*** Opening STUDY MATERIAL ***

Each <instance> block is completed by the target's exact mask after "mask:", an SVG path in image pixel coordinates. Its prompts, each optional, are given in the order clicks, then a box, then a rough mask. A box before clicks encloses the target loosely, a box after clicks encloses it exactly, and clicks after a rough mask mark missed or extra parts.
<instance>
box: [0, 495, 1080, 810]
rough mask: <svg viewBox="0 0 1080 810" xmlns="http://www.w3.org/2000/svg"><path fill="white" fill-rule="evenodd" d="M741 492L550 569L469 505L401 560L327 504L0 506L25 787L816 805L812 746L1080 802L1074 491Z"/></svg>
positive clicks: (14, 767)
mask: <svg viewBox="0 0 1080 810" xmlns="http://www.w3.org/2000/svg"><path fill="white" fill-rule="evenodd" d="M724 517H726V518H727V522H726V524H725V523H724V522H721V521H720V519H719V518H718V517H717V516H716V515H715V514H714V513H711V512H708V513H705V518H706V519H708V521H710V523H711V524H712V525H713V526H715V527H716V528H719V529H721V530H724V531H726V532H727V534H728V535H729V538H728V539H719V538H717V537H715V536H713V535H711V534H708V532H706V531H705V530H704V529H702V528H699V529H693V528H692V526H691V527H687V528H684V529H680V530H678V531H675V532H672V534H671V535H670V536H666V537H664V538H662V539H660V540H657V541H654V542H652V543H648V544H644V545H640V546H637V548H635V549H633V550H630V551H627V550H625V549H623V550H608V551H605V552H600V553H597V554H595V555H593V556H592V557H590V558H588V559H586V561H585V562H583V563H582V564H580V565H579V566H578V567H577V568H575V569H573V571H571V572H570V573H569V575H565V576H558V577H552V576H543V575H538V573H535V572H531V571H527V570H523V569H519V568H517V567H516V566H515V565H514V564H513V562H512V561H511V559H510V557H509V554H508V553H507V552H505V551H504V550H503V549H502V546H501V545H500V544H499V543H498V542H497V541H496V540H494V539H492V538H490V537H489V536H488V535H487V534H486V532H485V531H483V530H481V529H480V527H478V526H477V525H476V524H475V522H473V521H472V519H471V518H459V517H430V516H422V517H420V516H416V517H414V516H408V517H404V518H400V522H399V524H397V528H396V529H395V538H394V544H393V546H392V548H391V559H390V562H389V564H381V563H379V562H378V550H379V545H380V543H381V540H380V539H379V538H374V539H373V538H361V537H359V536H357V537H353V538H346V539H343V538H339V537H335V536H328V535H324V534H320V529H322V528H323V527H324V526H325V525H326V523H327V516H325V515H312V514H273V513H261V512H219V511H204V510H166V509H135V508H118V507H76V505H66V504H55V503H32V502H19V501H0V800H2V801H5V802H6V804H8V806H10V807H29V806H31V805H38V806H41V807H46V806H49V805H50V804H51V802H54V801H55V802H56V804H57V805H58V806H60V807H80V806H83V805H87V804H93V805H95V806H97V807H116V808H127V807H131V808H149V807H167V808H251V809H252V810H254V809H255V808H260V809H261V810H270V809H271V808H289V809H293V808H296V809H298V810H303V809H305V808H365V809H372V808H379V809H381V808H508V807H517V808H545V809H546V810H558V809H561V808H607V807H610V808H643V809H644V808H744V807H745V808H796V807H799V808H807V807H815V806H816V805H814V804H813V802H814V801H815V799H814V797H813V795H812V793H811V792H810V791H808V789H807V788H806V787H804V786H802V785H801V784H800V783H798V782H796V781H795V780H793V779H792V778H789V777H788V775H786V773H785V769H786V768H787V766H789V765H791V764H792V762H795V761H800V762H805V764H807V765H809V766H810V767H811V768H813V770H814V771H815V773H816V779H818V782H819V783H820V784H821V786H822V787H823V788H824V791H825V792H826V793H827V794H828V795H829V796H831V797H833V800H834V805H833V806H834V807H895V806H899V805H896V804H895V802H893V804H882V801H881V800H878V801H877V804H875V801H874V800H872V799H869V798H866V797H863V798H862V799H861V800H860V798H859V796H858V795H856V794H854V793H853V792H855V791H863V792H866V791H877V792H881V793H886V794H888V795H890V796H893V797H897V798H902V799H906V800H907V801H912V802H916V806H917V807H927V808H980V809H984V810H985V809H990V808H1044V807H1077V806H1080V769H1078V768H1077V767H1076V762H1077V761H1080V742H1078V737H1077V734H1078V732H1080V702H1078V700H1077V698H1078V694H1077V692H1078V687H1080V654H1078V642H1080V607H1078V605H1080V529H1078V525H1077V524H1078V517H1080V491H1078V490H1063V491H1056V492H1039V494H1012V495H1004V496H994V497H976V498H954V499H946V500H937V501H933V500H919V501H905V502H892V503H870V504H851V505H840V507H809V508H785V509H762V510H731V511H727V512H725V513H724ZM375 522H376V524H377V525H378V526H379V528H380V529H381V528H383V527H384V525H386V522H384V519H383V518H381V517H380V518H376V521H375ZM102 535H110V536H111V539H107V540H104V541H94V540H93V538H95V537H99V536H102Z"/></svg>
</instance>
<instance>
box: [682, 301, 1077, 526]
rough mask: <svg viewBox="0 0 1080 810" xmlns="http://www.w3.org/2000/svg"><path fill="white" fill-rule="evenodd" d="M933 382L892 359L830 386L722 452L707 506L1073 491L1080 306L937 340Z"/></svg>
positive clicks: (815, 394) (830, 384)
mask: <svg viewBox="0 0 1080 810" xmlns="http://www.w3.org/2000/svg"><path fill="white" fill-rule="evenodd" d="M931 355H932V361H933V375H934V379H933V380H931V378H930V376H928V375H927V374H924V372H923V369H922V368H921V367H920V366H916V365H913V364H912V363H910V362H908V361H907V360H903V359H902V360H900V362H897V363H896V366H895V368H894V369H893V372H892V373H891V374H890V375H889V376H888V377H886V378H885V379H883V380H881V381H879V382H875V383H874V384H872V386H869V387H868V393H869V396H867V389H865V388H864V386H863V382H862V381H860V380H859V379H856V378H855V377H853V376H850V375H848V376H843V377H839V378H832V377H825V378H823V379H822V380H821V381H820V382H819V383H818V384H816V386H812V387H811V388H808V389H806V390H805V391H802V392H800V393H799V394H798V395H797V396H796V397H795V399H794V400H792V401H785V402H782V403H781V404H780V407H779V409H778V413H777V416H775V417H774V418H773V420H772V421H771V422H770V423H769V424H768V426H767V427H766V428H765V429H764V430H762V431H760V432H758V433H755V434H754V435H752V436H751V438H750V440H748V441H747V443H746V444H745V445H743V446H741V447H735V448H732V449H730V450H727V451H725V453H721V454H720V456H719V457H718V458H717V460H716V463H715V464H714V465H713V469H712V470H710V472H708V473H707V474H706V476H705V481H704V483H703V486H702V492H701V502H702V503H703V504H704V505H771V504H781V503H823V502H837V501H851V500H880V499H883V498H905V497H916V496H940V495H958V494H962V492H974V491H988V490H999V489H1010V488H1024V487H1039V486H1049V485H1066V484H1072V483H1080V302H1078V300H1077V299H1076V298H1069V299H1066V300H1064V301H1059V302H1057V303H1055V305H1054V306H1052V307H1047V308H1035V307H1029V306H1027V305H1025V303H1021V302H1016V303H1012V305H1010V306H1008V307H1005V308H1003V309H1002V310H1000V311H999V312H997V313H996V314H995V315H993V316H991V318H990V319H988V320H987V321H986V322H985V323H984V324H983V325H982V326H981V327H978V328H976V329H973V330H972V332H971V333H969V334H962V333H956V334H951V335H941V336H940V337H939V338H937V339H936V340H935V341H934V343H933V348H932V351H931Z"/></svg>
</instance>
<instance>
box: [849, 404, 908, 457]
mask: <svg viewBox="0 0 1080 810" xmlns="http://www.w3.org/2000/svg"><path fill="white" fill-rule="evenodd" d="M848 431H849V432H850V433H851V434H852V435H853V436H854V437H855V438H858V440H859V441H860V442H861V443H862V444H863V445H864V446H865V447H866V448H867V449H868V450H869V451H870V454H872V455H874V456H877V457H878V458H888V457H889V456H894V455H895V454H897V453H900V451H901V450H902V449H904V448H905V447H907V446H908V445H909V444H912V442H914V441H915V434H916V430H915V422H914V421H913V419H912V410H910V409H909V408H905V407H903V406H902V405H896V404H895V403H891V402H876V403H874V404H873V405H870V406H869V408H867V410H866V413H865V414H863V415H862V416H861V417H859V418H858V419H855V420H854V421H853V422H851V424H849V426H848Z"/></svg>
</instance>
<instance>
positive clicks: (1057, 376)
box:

*** Closing STUDY MATERIAL ***

Search the data for "box: [849, 404, 908, 457]". Beginning with that line, set down every line through the last exactly.

**RESPONSE**.
box: [849, 404, 908, 457]
mask: <svg viewBox="0 0 1080 810" xmlns="http://www.w3.org/2000/svg"><path fill="white" fill-rule="evenodd" d="M848 431H849V432H850V433H851V434H852V435H853V436H854V437H855V438H858V440H859V441H860V442H861V443H862V444H863V445H864V446H865V447H866V448H867V449H868V450H869V451H870V454H872V455H874V456H877V457H878V458H888V457H889V456H894V455H895V454H897V453H900V451H901V450H902V449H904V448H905V447H907V446H908V445H909V444H912V442H914V441H915V434H916V430H915V422H914V421H913V419H912V410H910V409H909V408H905V407H903V406H902V405H896V404H895V403H891V402H876V403H874V404H873V405H870V406H869V408H867V410H866V413H865V414H863V415H862V416H861V417H859V418H858V419H855V420H854V421H853V422H851V424H849V426H848Z"/></svg>
</instance>
<instance>
positive clicks: (1057, 376)
box:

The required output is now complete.